Supplied entries section start

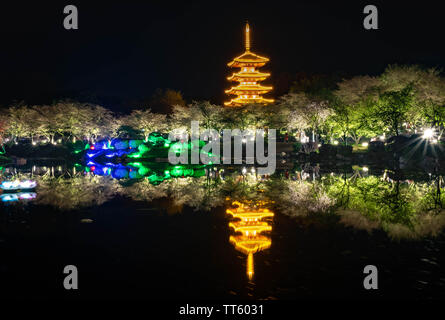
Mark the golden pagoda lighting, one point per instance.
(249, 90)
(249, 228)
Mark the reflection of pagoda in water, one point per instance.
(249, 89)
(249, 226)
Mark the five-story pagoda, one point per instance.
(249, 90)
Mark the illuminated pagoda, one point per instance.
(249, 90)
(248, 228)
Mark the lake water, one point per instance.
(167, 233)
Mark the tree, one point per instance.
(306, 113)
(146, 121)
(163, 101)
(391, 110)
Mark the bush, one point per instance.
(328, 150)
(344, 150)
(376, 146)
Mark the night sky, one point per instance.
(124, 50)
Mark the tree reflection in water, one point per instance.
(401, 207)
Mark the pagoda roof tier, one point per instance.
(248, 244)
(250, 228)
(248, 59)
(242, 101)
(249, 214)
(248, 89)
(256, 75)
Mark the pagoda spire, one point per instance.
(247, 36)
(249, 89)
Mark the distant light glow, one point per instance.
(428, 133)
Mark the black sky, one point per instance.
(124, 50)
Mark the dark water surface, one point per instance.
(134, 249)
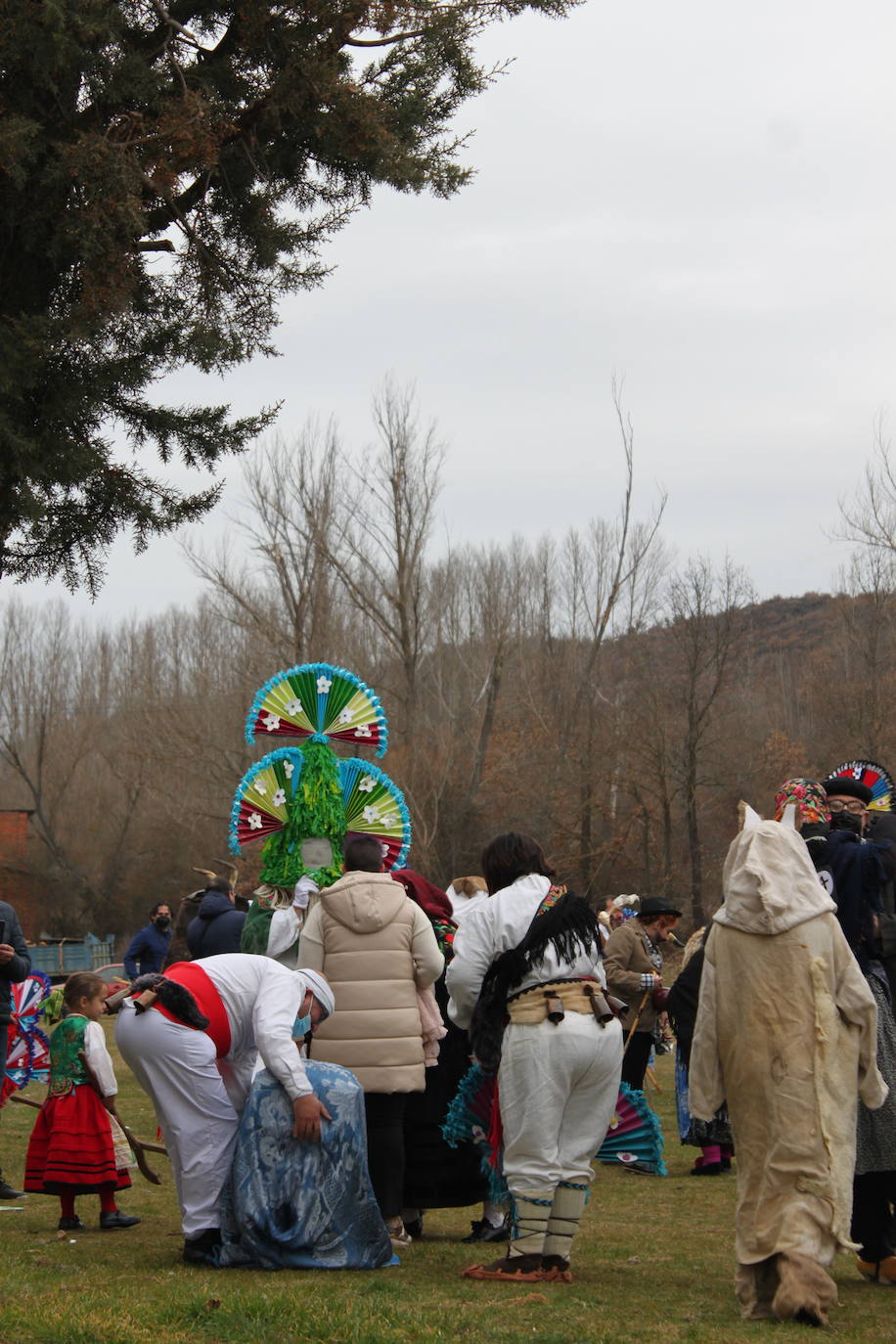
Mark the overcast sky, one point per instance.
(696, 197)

Supplied entries section end

Aim of the task: Using the records above, output their complete text exactly, minus any images.

Response to this task:
Mark the golden pagoda lighting, one point per instance.
(249, 90)
(249, 228)
Mark the reflection of pagoda in water, one point per instance.
(249, 89)
(249, 226)
Mark the five-story pagoda, one point per instance.
(249, 90)
Mark the illuminated pagoda, one point per instance.
(249, 90)
(248, 228)
Mark the lake water, one point per instance.
(167, 233)
Mark the tree, one point per instance.
(306, 113)
(146, 121)
(163, 101)
(391, 110)
Mark the bush, one point per instance.
(328, 150)
(344, 150)
(376, 146)
Mark the night sky, one point per instance.
(124, 50)
Mark the tree reflection in water, one point per instance.
(401, 207)
Mark the pagoda roof tier, one point per instance.
(248, 244)
(250, 228)
(248, 59)
(242, 101)
(249, 214)
(248, 89)
(256, 75)
Mark the pagoda spire, one point per instance.
(247, 36)
(249, 89)
Mark the distant light glow, one point per instance.
(428, 133)
Mark the black sky, one point per instance.
(124, 50)
Mark the dark water surface, one point per instance.
(134, 249)
Mark the overcast sky, one point per instance.
(696, 197)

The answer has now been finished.